- In 2014, the government inflicted a huge strategic cost on India by forming an alliance with PDP destroyed the latter’s ability to bring youth into politics. When this happened, I heard that largest numbers of the PDP went towards militancy, Gandhi says.
- On Kashmir, he says the UPA II government had in 2013 “broken the back of terrorism”. He says it was done by holding
- Panchayati Raj elections, women self-helf groups and giving young people from J&K employment and building their confidence. “When we started terrorism was rampant in Kashmir but when we finished there was peace,”he adds.
- “Administrative reform is important, but much more important is political reform. The real problem in India is that our political machinery — Lok Sabha, Rajya Sabha etc — is not empowered like they should be,” he says. “We need to make sure our parlimentarians are involved in the conversation again.
- On being a ‘reluctant’ politician, he says it’s a perspective from BJP followers “sitting on machines”. “Realise, that there is a tremendous machine, thousand people or so, and all they do is spread rumours about me. The operation is run by the gentleman running our country,” says Gandhi.
- “The BJP gives a top-down vision, we construct a bottom-up vision,” says Gandhi.
- On moving away from the Congress’ ‘dynastic’ system, Gandhi says his earlier approach was that one should push young people. “I still believe that young people should be pushed forward. But there’s tremendous talant in the party among the senior people. It’s a mix, it’s trying to make both systems work together.”

──────────────────────────────

• Task prompt
Transcribe the part of the Gandhi excerpt starting with "- In 2014, the" and going on through "militancy, Gandhi says.". The material after this point is separate from the Gandhi excerpt.

• Given information
──────────────────────────────

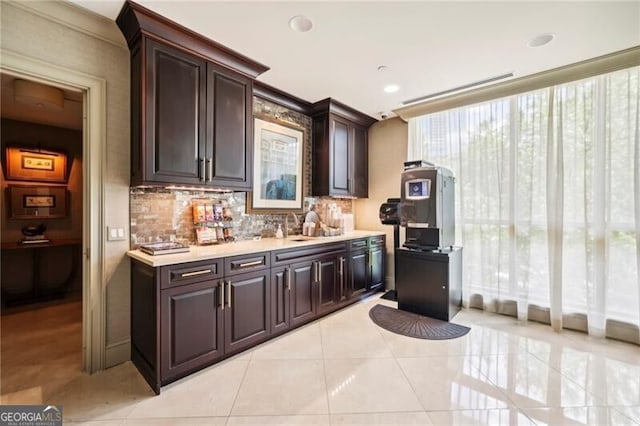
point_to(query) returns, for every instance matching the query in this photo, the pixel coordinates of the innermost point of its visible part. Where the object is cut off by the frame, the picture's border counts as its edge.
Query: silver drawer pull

──────────────────────────────

• Solution for this task
- In 2014, the government inflicted a huge strategic cost on India by forming an alliance with PDP destroyed the latter’s ability to bring youth into politics. When this happened, I heard that largest numbers of the PDP went towards militancy, Gandhi says.